#### Passage

The 6-2 decision upheld convictions for seven defendants in the murder of Catherine Fuller, a case that “helped cement the image of the nation’s capital as a violent and dangerous place,” the Washington Post reports.

Fuller had been robbed, beaten and sodomized with an object that caused extensive injuries, according to the majority opinion (PDF) by Justice Stephen G. Breyer. Her body was found in an alley garage.

The government had contended that Fuller was attacked by a large group of people that included eight convicted defendants, one of whom later died. The defendants had pursued a “not me, maybe them” defense that claimed they were not part of the group that attacked Fuller, according to Breyer.

One piece of undisclosed evidence concerned a report that one of two men seen by a witness in the vicinity had been arrested after the attack for beating and robbing two women in the neighborhood. In addition, seven years after the trial in Fuller’s murder, the man robbed, sodomized and murdered a young woman in an alley.

The defendants claimed that, if they had known about the man in the area, they would have challenged the government’s theory of a group attack.

Breyer, however, said the withheld evidence “is too little, too weak, or too distant from the main evidentiary points to meet” to meet the materiality standard established in Brady v. Maryland.

Virtually every witness to the crime agreed that Fuller had been attacked by a large group of people, Breyer said. It is not reasonably probable that disclosure of the evidence would have changed the result.

Justice Elena Kagan dissented in an opinion joined by Justice Ruth Bader Ginsburg.

The case is Turner v. United States.

########

* The tasks *
#1 In the Fuller case report, restate the part that opens with the words containing "Virtually every witness" and closes with "changed the result.", switching "reasonably probable" to "likely".
#2 According to the Fuller case report, which justice joined Justice Elena Kagan's dissenting opinion?

#### Given information

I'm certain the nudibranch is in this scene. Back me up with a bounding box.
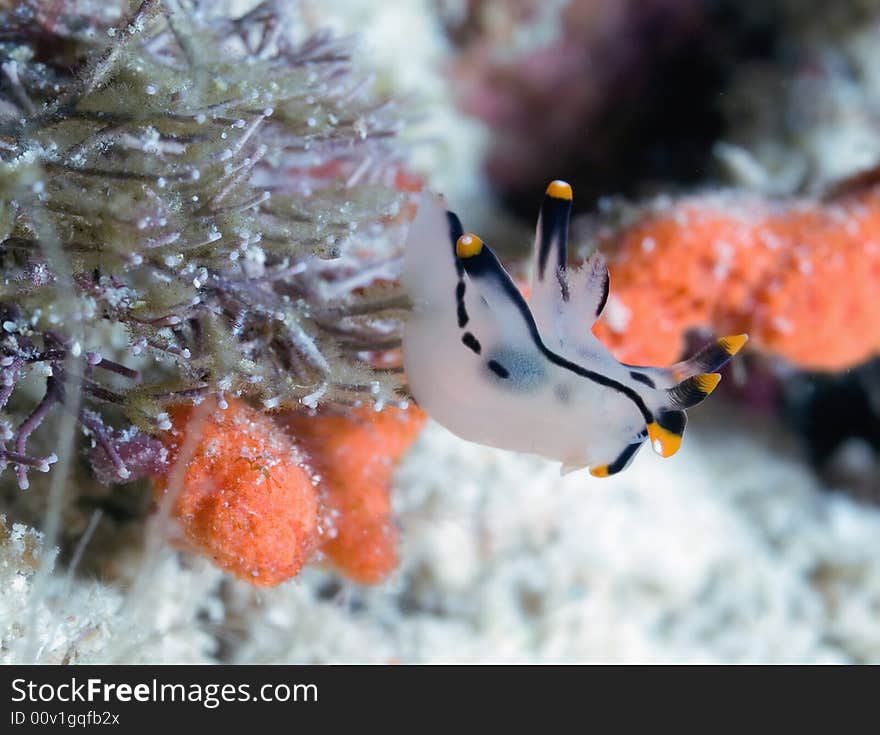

########

* Results *
#1
Virtually every witness to the crime agreed that Fuller had been attacked by a large group of people, Breyer said. It is not likely that disclosure of the evidence would have changed the result.

#2 Justice Ruth Bader Ginsburg